(Collection entries)
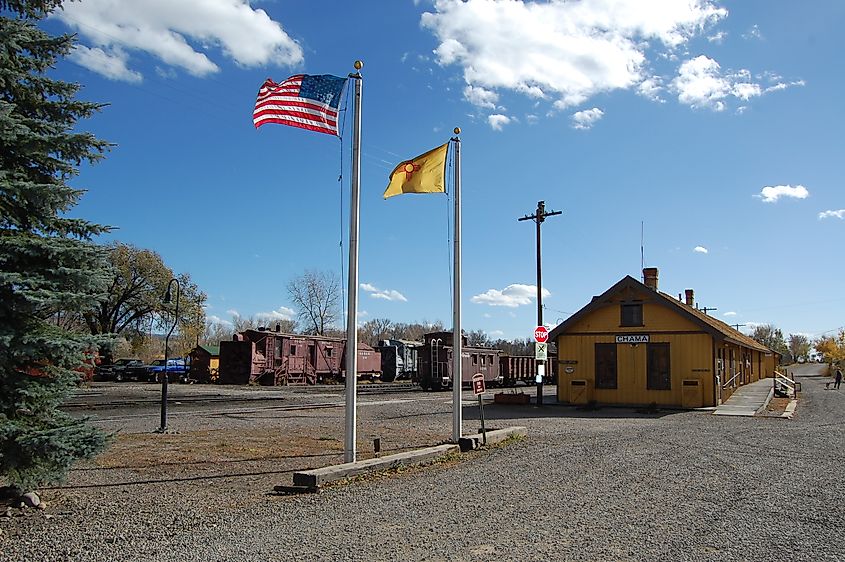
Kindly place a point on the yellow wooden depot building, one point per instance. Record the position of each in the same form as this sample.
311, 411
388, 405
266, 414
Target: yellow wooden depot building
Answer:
635, 345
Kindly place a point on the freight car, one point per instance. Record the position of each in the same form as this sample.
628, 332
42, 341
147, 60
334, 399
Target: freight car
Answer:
398, 359
523, 368
274, 358
435, 362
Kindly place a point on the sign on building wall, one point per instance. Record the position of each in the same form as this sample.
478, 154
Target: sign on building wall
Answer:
632, 338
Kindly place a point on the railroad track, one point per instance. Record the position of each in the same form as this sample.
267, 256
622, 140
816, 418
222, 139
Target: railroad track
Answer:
363, 389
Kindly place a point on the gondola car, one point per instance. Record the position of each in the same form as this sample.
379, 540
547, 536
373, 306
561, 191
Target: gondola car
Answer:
398, 359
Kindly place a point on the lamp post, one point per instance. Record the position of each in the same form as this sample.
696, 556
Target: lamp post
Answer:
164, 379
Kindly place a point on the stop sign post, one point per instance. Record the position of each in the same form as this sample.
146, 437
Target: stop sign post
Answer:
541, 335
478, 389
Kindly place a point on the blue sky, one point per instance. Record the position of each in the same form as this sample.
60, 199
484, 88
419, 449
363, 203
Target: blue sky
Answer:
715, 124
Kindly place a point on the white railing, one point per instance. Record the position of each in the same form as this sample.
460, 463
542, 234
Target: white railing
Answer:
730, 382
783, 380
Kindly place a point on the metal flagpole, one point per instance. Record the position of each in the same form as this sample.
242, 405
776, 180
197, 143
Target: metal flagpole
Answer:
350, 437
457, 351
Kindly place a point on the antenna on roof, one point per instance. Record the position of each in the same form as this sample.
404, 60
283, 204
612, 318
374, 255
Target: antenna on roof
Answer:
642, 249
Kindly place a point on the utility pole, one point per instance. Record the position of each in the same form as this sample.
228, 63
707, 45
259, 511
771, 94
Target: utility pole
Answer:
538, 217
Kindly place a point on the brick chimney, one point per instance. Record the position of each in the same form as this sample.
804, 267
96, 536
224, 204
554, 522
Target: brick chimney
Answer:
650, 275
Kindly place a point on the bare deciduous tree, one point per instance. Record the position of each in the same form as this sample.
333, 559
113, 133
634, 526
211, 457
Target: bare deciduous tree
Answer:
374, 330
315, 296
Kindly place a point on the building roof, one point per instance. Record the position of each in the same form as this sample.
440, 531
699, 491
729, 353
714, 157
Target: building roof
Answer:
210, 349
712, 325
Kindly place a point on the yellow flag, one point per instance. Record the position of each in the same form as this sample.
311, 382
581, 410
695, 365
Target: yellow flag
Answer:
423, 174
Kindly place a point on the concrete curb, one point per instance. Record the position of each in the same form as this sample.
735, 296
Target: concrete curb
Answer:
790, 409
472, 442
766, 401
321, 476
311, 480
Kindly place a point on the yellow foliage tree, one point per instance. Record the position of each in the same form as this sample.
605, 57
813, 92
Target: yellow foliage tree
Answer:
832, 348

# ASSIGNMENT:
Working through the records, copy each line in which the word "blue" appears.

# RESPONSE FOR THIS EXERCISE:
Kindly place a point on the blue sky, one point per instance. Record the position of each in the same form as this sample.
Target: blue sky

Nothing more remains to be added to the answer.